* **REQUIRED TASKS**:
a) From the exoskeletons article, reproduce everything from "Robotic suits of" down to "to overcome disabilities.".
b) In the exoskeletons article, what share of workers over 50 on UK sites suffer chronic back pain?

Start of QUOTED PASSAGE

Innovation

How powered exoskeletons will give one worker the strength of 10

Robotic suits of one kind or another have long been a staple of comic books and science fiction, but here in the real world industries are now looking seriously into fitting workers with external skeletons able to boost strength without reducing physical co-ordination.  

It has been suggested that surgeons could use exoskeletons to improve hand control during operations, and their patients could wear them to overcome disabilities.

The military has also shown an interest, more for the potential of increasing a soldier’s carrying capacity than to allow them to wield improbably large guns.

But these are somewhat niche functions. Where these suits would really find a mass market is in industries that require physical strength, and where the performance of ordinary tasks is known to damage workers’ bodies.

Before now, nobody has managed to calculate the person and the surrounding exoskeleton as a single unit– Carmen Constantinescu, Fraunhofer

The construction industry is a prime candidate. Quite apart from the potential boost to a worker’s productivity, the suits may be able to preserve their wellbeing.  

On UK sites, musculoskeletal injuries have a total healthcare cost of about $1.6bn, and more than a third of workers over 50 suffer chronic back pain.

End of QUOTED PASSAGE
Start of EXERCISE DATA

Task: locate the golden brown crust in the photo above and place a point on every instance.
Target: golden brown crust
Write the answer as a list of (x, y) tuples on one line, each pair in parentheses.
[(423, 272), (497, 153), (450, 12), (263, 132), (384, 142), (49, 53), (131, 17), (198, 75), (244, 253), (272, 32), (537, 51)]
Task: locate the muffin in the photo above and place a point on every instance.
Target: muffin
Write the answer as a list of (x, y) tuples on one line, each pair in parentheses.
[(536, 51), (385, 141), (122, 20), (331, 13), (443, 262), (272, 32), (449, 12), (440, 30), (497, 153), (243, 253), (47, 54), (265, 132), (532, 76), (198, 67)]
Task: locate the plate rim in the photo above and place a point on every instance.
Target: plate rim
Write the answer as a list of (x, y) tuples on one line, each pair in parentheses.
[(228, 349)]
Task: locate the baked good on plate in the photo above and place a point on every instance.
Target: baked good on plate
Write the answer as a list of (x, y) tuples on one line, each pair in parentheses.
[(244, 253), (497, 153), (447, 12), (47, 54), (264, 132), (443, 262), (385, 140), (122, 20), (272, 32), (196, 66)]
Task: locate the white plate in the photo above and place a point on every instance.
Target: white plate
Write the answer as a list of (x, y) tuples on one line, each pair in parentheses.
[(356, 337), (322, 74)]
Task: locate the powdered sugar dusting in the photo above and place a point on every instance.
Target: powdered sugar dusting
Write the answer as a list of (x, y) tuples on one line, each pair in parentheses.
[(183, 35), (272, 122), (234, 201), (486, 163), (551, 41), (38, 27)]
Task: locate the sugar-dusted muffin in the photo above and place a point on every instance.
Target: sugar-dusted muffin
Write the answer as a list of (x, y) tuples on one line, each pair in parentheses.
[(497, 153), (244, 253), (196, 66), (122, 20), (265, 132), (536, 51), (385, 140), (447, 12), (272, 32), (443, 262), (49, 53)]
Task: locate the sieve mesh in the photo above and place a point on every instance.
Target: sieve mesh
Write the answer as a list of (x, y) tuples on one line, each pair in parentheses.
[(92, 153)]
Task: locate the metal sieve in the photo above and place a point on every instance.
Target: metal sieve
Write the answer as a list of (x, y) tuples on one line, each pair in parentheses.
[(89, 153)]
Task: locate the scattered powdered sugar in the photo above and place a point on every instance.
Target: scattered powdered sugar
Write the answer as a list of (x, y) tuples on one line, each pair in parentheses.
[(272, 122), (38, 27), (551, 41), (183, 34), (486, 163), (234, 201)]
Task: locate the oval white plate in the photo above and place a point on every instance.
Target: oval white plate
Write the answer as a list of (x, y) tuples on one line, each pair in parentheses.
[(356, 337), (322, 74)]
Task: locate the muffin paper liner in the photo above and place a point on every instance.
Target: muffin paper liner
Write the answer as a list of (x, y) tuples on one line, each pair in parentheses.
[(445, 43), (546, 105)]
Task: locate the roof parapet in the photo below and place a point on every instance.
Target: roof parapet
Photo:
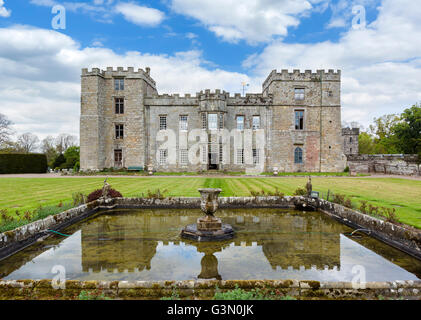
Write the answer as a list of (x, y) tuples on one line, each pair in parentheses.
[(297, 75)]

End of EXERCISE DATA

* **TASK-BY-TASK RESULTS**:
a)
Robotic suits of one kind or another have long been a staple of comic books and science fiction, but here in the real world industries are now looking seriously into fitting workers with external skeletons able to boost strength without reducing physical co-ordination.  

It has been suggested that surgeons could use exoskeletons to improve hand control during operations, and their patients could wear them to overcome disabilities.

b) More than a third.